- [Data to process]
- - - -

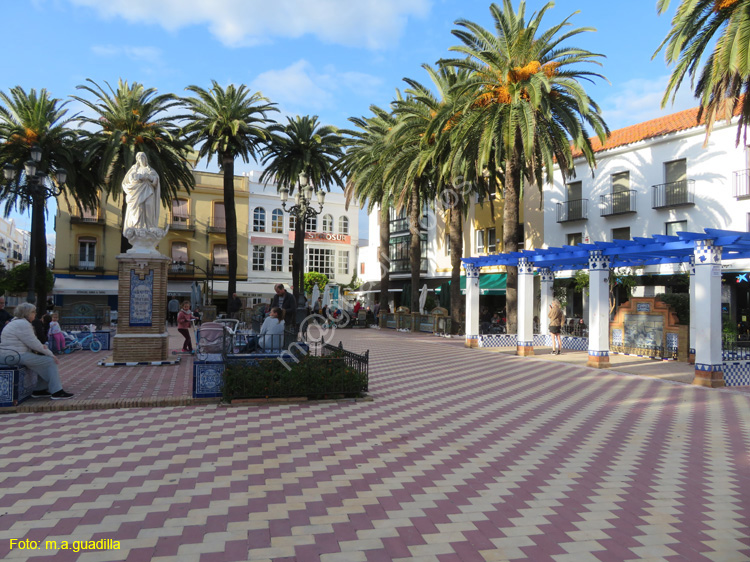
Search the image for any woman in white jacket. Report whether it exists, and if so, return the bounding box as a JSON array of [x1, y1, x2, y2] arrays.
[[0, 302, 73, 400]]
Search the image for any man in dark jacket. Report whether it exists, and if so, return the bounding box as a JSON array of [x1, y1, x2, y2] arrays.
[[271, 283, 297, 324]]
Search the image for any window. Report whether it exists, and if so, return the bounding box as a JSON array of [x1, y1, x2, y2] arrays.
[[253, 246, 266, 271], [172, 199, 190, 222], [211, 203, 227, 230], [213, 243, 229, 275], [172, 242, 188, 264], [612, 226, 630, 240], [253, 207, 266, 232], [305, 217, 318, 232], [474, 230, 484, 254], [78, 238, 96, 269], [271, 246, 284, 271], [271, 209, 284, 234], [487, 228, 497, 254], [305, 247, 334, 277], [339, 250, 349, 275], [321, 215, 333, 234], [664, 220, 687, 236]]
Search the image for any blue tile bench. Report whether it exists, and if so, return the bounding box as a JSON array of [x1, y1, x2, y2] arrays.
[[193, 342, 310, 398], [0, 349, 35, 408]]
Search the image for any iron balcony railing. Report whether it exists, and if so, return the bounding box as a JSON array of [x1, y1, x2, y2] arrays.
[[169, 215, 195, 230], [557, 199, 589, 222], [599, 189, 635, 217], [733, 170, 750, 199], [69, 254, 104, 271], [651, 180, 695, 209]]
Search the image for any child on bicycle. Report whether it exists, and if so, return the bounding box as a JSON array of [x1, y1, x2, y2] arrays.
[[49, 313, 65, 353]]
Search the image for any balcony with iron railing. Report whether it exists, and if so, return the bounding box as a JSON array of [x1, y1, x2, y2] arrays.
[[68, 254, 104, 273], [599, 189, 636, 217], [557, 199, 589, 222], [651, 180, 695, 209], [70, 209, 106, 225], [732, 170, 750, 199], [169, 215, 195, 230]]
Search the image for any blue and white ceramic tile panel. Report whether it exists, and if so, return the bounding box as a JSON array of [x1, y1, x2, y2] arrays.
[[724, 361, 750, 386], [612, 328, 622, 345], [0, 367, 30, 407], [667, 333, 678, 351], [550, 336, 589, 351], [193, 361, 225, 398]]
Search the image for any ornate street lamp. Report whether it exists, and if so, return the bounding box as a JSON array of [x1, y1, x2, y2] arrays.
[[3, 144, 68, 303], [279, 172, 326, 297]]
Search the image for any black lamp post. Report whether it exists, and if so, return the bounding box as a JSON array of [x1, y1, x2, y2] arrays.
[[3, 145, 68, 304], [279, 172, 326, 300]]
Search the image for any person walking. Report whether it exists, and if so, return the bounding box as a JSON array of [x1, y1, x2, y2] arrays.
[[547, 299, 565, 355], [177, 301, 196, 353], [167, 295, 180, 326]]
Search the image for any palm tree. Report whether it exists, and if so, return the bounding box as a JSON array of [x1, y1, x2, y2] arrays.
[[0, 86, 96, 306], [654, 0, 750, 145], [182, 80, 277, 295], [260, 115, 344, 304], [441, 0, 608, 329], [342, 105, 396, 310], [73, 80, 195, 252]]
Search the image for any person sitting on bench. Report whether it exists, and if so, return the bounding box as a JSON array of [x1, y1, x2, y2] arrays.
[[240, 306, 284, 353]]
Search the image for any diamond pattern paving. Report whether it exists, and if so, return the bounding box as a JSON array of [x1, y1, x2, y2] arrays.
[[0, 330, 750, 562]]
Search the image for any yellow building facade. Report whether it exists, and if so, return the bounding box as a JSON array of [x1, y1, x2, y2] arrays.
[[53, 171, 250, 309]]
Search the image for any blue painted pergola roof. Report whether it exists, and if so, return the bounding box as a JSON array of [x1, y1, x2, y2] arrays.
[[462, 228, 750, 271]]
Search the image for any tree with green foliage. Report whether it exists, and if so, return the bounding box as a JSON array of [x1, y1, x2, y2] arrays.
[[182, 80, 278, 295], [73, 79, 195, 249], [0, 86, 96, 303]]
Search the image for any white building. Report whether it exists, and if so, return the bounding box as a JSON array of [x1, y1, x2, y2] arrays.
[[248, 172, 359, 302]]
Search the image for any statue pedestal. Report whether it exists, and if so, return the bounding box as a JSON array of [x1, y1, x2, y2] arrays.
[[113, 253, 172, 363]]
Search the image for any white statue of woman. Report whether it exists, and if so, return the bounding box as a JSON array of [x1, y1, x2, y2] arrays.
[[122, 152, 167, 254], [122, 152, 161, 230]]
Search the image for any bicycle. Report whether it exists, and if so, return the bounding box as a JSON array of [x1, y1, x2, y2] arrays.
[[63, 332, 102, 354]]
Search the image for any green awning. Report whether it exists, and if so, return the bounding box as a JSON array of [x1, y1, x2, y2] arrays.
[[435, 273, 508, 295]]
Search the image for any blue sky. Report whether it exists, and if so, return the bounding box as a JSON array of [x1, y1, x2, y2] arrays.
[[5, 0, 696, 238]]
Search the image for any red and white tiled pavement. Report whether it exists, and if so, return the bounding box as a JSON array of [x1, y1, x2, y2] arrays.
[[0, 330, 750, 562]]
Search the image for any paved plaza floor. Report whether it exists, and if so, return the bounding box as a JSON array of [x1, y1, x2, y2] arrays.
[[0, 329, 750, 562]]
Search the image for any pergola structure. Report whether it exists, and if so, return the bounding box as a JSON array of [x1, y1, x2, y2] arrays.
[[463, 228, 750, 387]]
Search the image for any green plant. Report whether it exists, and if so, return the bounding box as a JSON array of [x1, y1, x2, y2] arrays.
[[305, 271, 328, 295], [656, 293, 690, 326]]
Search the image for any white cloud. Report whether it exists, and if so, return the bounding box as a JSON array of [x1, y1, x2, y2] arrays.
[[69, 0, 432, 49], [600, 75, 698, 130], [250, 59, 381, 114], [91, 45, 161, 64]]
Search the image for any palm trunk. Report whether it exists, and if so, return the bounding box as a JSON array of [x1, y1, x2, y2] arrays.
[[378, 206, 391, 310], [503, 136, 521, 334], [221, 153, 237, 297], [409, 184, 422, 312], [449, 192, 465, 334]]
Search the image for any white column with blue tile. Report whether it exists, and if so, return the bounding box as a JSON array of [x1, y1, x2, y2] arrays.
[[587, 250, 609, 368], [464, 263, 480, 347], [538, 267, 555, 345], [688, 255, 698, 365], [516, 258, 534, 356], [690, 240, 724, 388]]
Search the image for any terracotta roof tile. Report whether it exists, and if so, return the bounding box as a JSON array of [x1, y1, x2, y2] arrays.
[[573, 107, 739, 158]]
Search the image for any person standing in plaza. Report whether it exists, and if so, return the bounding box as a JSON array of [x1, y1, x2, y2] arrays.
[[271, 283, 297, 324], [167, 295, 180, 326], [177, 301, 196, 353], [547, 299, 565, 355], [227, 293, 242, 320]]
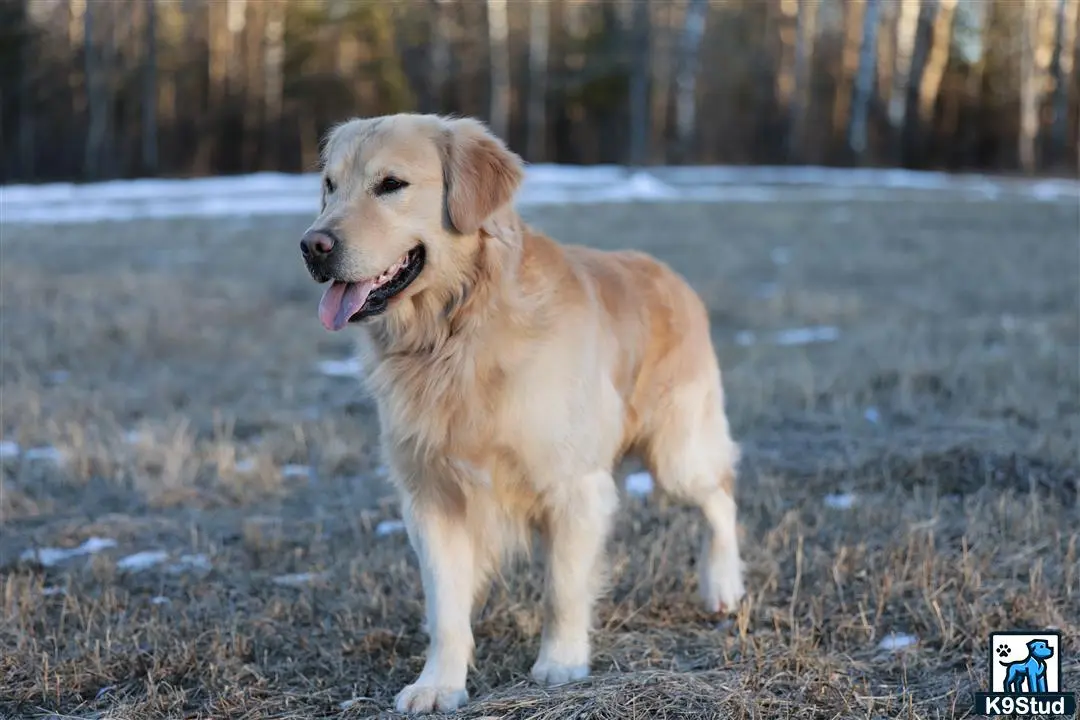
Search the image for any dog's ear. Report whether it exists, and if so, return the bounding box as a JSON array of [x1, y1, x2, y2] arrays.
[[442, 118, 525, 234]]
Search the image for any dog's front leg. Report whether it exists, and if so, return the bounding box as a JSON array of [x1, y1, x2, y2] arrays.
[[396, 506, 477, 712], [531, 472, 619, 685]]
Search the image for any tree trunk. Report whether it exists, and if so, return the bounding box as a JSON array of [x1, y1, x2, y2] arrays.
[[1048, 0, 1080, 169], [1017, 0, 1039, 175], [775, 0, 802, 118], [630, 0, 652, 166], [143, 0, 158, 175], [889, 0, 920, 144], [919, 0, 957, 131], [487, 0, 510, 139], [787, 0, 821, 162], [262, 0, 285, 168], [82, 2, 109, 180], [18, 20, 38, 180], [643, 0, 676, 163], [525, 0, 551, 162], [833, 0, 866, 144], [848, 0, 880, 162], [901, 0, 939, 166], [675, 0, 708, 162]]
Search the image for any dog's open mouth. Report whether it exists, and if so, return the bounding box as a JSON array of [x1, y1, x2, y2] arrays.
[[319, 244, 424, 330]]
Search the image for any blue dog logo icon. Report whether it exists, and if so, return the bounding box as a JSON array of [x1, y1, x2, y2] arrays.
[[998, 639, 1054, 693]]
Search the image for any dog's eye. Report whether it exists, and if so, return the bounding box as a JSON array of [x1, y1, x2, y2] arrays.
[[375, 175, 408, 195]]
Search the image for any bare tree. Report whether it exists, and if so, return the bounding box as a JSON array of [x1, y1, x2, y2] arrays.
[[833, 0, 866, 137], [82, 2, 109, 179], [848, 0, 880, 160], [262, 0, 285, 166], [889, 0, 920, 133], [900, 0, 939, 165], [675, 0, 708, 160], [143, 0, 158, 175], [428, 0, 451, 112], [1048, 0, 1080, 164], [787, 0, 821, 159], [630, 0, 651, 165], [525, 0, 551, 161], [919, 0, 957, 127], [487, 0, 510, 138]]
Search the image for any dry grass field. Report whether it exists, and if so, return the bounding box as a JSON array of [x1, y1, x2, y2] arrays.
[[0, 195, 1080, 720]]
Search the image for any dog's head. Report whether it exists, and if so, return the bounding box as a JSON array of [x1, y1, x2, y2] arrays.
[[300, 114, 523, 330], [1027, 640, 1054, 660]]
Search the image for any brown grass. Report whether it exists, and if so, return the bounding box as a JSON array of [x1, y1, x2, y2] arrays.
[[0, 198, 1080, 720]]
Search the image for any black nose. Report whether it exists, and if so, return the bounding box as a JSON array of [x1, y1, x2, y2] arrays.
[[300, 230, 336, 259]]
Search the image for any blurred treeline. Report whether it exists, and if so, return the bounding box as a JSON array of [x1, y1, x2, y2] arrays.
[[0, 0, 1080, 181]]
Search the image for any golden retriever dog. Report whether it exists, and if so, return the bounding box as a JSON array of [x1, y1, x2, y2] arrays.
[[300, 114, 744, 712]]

- - - -

Reproduce the lines verbatim, beginning at the line that contains "Search the image for any white building." and stopping after the line that contains "[[435, 273, 508, 295]]".

Search the image for any white building. Report whether it exists, and if so, return the bounding box as a JSON array of [x1, y1, x2, y2] arrays.
[[248, 172, 359, 302]]
Search the image for any statue pedestal. Report whether it exists, and if so, return the bounding box as a JSON array of [x1, y1, x2, y2] arrays.
[[113, 253, 172, 363]]
Search the image for any white statue of woman. Report whether it exists, and if so, return the bounding box as a JSON array of [x1, y1, x2, y2] arrays.
[[122, 152, 167, 254], [122, 152, 161, 230]]
Search the image for any bicycle. Report whether it exists, and if so, return the bounding box as a JSON array of [x1, y1, x2, y2] arrays.
[[63, 332, 102, 354]]
Search the image for any green awning. Report whether it exists, and if so, return the bounding box as a JSON array of [x1, y1, x2, y2] arrays.
[[435, 273, 508, 295]]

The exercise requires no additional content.